Instructions to follow:
Each line below is to be copied exactly as it appears.

Given records:
---------------

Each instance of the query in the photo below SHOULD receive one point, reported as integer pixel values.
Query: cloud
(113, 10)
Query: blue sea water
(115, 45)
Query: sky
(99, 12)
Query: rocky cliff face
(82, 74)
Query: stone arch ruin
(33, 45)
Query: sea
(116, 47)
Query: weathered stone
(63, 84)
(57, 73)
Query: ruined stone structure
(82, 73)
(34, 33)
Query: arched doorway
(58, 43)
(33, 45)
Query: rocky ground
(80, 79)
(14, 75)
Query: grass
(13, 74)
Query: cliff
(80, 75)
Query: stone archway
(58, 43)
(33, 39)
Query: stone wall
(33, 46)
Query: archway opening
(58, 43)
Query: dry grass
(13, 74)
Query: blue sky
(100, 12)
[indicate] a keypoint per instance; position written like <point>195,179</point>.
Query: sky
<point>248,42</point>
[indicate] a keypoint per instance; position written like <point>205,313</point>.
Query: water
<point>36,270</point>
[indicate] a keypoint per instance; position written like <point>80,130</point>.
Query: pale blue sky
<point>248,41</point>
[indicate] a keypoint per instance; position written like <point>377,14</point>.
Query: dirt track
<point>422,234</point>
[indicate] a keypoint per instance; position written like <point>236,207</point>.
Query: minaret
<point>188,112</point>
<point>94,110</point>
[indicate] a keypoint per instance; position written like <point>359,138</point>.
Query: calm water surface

---------------

Answer to this problem:
Each instance of the query in the photo below SHOULD receive one point, reported as integer pixel values.
Query: cloud
(113, 10)
Query: blue sea water
(115, 45)
Query: sky
(99, 12)
Query: rocky cliff face
(82, 74)
Query: stone arch ruin
(33, 45)
Query: sea
(116, 47)
Query: weathered stone
(63, 84)
(57, 73)
Query: ruined stone structure
(82, 73)
(34, 33)
Query: arched doorway
(58, 43)
(33, 45)
Query: rocky ground
(80, 79)
(14, 75)
Query: grass
(13, 74)
Query: cliff
(80, 75)
Query: stone archway
(58, 43)
(33, 39)
Query: stone wall
(33, 46)
Query: archway opening
(58, 43)
Query: dry grass
(13, 74)
Query: blue sky
(100, 12)
[indicate] a keypoint per instance; position written like <point>195,179</point>.
Query: sky
<point>248,42</point>
[indicate] a keypoint per instance; position written like <point>205,313</point>.
Query: water
<point>36,270</point>
[indicate] a keypoint per instance; position written like <point>80,130</point>.
Query: pale blue sky
<point>248,41</point>
[indicate] a keypoint per instance; position written like <point>377,14</point>.
Query: dirt track
<point>422,234</point>
[indicate] a keypoint per instance; position written like <point>236,207</point>.
Query: minaret
<point>188,112</point>
<point>94,110</point>
[indicate] a keypoint per instance; position written like <point>359,138</point>.
Query: calm water surface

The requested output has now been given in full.